What you should do = Copy every line of the material below word for word, without changing anything.

Material supplied =
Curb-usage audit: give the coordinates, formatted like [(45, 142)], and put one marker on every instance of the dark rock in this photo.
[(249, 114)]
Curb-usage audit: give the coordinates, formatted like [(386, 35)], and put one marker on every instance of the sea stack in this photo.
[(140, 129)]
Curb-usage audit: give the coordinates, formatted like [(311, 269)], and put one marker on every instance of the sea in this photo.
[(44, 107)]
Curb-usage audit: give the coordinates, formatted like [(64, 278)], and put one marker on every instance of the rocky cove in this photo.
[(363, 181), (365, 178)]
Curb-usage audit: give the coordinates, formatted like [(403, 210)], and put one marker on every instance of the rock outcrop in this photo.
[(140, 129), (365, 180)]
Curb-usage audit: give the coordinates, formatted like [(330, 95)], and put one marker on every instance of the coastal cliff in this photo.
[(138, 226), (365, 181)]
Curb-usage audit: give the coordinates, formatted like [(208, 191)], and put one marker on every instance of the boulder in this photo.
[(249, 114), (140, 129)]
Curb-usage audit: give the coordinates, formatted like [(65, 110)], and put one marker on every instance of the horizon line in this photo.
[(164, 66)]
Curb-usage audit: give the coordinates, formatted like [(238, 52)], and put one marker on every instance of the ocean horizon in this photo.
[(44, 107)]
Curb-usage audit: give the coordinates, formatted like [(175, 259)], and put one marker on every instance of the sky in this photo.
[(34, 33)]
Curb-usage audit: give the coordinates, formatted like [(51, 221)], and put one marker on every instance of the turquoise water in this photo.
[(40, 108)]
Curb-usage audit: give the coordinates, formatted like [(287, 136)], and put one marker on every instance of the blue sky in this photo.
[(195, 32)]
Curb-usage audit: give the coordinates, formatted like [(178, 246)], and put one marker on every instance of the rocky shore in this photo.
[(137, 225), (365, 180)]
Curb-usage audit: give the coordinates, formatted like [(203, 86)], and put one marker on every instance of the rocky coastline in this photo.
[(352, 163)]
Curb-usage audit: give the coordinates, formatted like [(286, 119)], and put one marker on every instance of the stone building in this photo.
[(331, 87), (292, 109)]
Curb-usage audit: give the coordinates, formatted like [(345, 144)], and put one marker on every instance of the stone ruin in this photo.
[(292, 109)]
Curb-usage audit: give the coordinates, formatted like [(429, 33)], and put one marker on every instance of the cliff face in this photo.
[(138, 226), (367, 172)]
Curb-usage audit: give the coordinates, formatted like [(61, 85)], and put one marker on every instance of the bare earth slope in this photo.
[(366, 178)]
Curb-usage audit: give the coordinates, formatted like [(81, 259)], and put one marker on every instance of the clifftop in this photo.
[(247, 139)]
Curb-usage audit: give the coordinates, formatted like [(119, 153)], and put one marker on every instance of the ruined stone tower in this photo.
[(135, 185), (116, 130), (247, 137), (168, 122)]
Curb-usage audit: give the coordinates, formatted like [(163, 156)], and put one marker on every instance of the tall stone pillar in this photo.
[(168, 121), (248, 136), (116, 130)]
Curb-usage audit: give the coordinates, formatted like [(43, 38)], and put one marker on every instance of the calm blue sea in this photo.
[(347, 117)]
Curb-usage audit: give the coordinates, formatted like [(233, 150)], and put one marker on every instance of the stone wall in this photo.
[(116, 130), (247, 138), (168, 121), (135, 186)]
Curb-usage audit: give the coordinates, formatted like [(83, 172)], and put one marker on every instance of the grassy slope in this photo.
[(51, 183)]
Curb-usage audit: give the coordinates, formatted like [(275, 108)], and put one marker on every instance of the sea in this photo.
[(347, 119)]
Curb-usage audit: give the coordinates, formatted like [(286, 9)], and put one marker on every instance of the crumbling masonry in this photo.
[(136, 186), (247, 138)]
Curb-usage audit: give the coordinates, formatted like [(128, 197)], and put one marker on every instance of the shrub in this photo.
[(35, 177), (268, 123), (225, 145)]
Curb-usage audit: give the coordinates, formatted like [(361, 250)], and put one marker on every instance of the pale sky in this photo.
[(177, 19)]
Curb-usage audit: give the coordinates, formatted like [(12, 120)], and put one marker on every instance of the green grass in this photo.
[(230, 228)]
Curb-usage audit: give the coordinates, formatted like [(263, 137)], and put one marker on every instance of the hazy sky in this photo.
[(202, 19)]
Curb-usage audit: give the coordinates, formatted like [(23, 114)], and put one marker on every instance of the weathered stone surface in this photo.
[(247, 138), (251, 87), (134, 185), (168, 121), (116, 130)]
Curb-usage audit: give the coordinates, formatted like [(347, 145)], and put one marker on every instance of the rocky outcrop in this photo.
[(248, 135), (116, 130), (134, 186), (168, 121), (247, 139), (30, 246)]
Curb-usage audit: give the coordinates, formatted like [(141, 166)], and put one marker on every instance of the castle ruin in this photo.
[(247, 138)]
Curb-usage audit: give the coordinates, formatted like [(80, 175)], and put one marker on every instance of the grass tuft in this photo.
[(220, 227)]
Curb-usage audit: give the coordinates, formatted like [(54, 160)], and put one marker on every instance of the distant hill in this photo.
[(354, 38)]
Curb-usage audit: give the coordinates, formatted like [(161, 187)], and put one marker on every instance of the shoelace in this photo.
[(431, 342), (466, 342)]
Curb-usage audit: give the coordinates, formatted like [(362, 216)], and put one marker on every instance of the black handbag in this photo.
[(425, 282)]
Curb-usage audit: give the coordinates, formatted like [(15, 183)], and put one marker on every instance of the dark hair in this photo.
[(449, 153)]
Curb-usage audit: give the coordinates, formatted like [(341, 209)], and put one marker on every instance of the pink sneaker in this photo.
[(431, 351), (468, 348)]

Correct answer =
Curb-usage audit: give the coordinates, formatted like [(45, 142)], and put one marker on every instance of the dark rock in this photo.
[(249, 114)]
Curb-usage audit: give the coordinates, formatted like [(386, 35)], and put one marker on every instance of the sea stack in this photo.
[(140, 129)]
Curb-usage audit: give the coordinates, formatted like [(311, 269)], and put one marker on every instance of the sea in this photo.
[(44, 107)]
Curb-usage audit: give the coordinates, formatted like [(64, 278)], and put one marker on every instance of the rocky cove in this photo.
[(363, 181), (365, 178)]
Curb-usage audit: give the coordinates, formatted like [(403, 210)], and put one marker on every instance of the rock outcrop in this photo.
[(140, 129), (365, 180)]
Curb-usage audit: give the coordinates, formatted like [(330, 95)], and put one marker on every instance of the coastal cliff in this photo.
[(138, 226), (365, 181)]
Curb-usage audit: give the coordinates, formatted like [(208, 191)], and put one marker on every instance of the boulder in this photo.
[(249, 114), (140, 129)]
Curb-usage audit: give the coordinates, formatted like [(65, 110)], and put one marker on every instance of the horizon line in this photo.
[(164, 66)]
Curb-usage audit: give the coordinates, formatted like [(238, 52)], and put one marker on every instance of the ocean horizon in this photo.
[(44, 107)]
Curb-usage audit: give the coordinates, formatted like [(175, 259)], and put one marker on every instance of the sky in this photo.
[(34, 33)]
Curb-usage audit: give the coordinates, formatted like [(51, 221)], and put one marker on every instance of the turquoise water in this photo.
[(40, 108)]
Curb-usage audit: give the coordinates, formatted like [(287, 136)], and put one marker on every instance of the blue sky in this photo.
[(195, 32)]
Curb-usage audit: give the coordinates, formatted like [(178, 246)], and put one marker on every instance of the rocky shore in this photo.
[(137, 225), (365, 180)]
Curb-usage audit: give the coordinates, formatted like [(203, 86)], and put one marker on every instance of the rocky coastline in this photo.
[(352, 163)]
Curb-usage audit: give the coordinates, formatted like [(286, 119)], and put one marker on every instance of the stone building in this photo.
[(331, 87), (292, 109)]
Curb-usage audit: give the coordinates, formatted like [(345, 144)], and put one marker on every instance of the stone ruin in this photo.
[(292, 109)]
Curb-usage audit: give the coordinates, formatted like [(429, 33)], and put one marker on every instance of the cliff face in this photo.
[(138, 226), (367, 172)]
Curb-usage audit: give the coordinates, formatted like [(61, 85)], and put one marker on every instance of the bare earth slope in this photo.
[(366, 178)]
Curb-usage audit: give the coordinates, formatted like [(81, 259)], and put one marker on every instance of the clifftop in this photo.
[(247, 139)]
Curb-usage audit: give the coordinates, formatted like [(119, 153)], and put one marker on every instance of the ruined stone tower in this photo.
[(135, 185), (116, 130), (247, 137), (168, 122)]
Curb-usage audit: give the coordinates, formatted like [(163, 156)], and put one marker on every instance of the tall stone pillar in this photo.
[(168, 121), (248, 136), (116, 130)]
Curb-usage audit: give the coordinates, formatted like [(43, 38)], and put one marker on every instance of the calm blue sea in this photo.
[(347, 117)]
Curb-usage audit: give the coordinates, formatted like [(233, 150)], and put one marker on every instance of the stone wall in this photo.
[(116, 130), (247, 138), (168, 121), (135, 186)]
Curb-usage audit: give the coordinates, formatted like [(83, 172)], and put one marker on every instance of the grassy slope in this photo.
[(51, 183)]
Curb-usage audit: give the coordinates, formatted like [(275, 108)], and put one marker on every instance of the sea in this photo.
[(347, 119)]
Curb-usage audit: give the coordinates, formatted like [(286, 9)], and put one marker on every instance of the crumbling masonry in this photo.
[(136, 186), (247, 138)]
Curb-usage audit: give the coordinates, formatted like [(128, 197)], and put one marker on every instance of the shrub in this photo.
[(35, 177), (268, 123), (225, 145)]
Curb-usage audit: give the coordinates, formatted like [(361, 250)], and put one marker on every instance of the pale sky in this photo.
[(177, 19)]
Curb-usage audit: give the coordinates, formatted like [(12, 120)], and put one marker on every instance of the green grass in this photo.
[(230, 228)]
Curb-usage audit: give the coordinates, formatted like [(263, 137)], and put one marker on every instance of the hazy sky in this photo.
[(202, 19)]
Curb-usage audit: give the coordinates, formatted like [(23, 114)], and put one marker on every instance of the weathered stone surface in this photo.
[(247, 138), (251, 87), (134, 185), (168, 121), (116, 130)]
Curb-usage audit: give the coordinates, formatted like [(347, 145)], and put one marker on every instance of the rocky outcrop in this photo.
[(248, 135), (116, 130), (134, 186), (168, 121), (247, 139), (30, 246)]
Curb-usage audit: give the coordinates, formatted like [(141, 166)], and put one marker on every instance of the castle ruin in this photo.
[(247, 138)]
Curb-usage audit: give the coordinates, formatted like [(80, 175)], and put one marker on every instance of the grass tuft in this photo.
[(220, 227)]
Curb-usage audit: give the coordinates, formatted like [(54, 160)], and put one marker on every instance of the distant hill in this photo.
[(354, 38)]
Curb-usage audit: give the coordinates, formatted like [(161, 187)], and put one marker on every instance of the shoelace in this photo.
[(431, 342), (466, 342)]
Curb-usage audit: give the coordinates, formatted like [(362, 216)], and put one marker on every instance of the black handbag in this photo.
[(425, 282)]
Curb-usage audit: give the coordinates, formatted like [(15, 183)], and put one marker on every instance of the dark hair in this photo.
[(449, 153)]
Curb-usage audit: give the coordinates, formatted like [(341, 209)], and put one marker on every instance of the pink sneaker in this photo.
[(431, 351), (468, 348)]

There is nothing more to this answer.